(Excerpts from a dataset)

········

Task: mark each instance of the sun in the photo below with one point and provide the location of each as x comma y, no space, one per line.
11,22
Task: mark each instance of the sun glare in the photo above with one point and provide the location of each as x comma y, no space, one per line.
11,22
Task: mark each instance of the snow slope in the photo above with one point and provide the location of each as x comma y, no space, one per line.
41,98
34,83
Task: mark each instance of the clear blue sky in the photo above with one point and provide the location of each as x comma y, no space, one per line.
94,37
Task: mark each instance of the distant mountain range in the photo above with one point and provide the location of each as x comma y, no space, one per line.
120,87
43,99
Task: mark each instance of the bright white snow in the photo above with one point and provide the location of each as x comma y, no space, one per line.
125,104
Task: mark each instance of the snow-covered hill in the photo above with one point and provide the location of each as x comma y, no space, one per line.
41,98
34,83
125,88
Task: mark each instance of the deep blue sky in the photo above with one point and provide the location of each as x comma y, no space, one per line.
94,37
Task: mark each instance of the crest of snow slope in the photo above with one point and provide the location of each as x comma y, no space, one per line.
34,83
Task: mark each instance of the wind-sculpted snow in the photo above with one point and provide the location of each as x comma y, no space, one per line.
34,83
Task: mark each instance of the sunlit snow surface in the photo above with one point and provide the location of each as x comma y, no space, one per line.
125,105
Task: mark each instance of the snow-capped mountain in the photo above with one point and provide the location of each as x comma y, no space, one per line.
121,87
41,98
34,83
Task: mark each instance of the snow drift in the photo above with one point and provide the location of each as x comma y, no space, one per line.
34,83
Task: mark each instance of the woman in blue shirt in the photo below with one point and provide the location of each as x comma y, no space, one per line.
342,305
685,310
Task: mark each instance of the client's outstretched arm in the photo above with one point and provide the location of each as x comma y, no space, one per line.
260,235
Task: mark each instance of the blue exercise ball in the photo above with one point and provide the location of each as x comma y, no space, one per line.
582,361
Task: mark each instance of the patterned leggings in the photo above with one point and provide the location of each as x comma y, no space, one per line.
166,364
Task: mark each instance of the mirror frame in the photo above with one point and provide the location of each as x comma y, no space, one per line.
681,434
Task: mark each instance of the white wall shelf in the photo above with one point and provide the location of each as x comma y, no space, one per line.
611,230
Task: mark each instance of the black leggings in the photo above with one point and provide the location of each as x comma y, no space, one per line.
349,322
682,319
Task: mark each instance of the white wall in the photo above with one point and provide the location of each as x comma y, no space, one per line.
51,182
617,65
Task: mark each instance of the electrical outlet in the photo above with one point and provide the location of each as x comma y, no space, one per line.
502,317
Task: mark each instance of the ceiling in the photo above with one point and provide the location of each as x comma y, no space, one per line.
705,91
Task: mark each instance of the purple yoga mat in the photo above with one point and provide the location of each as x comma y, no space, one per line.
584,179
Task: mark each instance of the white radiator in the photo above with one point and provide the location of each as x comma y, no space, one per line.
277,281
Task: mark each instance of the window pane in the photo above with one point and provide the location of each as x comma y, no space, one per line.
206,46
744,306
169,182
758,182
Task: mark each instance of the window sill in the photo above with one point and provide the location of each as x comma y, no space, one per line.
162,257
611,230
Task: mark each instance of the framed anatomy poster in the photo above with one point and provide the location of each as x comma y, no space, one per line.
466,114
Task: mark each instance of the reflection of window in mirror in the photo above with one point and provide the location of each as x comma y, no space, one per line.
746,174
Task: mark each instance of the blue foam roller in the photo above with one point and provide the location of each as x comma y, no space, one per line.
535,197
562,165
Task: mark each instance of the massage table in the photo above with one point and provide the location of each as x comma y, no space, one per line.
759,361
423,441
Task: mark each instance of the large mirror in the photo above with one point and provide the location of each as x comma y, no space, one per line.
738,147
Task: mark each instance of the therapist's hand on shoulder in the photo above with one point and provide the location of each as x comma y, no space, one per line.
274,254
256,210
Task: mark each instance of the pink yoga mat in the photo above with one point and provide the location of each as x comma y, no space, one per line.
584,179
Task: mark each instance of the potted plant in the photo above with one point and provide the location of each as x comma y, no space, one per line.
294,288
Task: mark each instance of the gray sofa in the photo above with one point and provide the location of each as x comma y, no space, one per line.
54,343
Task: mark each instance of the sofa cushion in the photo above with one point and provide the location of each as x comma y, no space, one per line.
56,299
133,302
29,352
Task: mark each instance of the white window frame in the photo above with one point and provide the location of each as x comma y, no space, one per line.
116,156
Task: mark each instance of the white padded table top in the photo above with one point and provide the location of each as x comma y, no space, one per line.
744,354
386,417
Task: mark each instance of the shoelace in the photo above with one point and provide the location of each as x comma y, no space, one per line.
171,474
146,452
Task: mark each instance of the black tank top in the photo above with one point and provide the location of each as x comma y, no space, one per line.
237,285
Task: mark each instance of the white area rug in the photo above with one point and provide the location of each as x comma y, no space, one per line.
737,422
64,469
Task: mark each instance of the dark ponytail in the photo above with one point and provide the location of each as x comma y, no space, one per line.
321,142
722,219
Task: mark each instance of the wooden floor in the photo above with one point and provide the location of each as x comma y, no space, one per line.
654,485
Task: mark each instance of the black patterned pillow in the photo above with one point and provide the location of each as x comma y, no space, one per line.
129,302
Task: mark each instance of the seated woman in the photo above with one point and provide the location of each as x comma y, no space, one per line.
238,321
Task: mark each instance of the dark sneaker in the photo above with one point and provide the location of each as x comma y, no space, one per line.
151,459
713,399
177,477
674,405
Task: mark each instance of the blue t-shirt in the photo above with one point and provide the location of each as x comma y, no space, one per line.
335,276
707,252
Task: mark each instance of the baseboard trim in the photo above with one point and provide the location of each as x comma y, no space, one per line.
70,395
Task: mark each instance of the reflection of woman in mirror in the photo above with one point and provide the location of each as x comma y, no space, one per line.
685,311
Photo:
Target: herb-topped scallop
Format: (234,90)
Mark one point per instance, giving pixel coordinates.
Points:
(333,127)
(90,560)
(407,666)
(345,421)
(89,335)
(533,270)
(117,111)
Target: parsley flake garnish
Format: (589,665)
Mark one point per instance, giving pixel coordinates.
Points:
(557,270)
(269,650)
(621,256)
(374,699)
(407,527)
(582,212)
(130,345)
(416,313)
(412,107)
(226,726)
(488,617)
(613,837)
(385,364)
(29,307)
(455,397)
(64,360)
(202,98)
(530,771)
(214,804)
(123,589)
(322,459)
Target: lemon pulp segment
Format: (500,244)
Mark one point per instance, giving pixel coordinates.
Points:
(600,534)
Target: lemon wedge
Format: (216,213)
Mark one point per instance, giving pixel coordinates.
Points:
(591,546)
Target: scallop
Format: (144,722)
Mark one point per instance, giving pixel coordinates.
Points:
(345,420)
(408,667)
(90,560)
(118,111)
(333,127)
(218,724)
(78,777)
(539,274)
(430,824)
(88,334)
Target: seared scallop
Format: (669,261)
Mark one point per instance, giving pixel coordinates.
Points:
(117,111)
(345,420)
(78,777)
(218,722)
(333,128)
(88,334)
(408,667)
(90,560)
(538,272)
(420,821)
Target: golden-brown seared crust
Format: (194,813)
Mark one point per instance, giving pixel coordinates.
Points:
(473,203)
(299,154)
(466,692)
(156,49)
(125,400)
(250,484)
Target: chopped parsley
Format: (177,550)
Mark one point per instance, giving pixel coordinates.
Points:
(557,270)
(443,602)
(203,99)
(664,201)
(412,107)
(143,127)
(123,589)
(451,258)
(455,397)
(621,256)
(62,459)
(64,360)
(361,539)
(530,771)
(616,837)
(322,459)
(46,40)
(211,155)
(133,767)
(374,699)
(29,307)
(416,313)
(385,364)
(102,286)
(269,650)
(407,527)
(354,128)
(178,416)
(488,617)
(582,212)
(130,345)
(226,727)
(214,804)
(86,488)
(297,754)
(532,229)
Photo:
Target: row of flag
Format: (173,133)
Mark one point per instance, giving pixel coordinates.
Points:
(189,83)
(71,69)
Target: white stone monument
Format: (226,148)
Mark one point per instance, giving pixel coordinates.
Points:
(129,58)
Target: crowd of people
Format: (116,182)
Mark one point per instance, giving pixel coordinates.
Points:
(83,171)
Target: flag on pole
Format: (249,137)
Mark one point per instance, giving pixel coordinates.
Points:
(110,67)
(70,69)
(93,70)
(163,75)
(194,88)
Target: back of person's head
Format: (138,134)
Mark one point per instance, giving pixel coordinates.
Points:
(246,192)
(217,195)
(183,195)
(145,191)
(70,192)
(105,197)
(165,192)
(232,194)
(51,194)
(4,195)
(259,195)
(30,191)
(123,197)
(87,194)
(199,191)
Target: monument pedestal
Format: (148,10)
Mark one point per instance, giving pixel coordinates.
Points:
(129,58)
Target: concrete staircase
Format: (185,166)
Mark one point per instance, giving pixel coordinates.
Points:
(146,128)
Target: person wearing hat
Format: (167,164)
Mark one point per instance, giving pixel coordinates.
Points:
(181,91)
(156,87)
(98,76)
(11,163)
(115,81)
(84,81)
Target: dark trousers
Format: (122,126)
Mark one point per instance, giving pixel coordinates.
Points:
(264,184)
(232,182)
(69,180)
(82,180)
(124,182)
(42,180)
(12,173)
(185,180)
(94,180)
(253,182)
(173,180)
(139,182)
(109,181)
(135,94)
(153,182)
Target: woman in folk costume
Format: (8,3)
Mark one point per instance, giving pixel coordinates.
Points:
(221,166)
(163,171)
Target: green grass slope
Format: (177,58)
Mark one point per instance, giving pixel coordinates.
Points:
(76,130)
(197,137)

········

TASK ITEM
Please state how many lines of the records hold the word "seared", and write nothing but that number.

TASK SOLUTION
2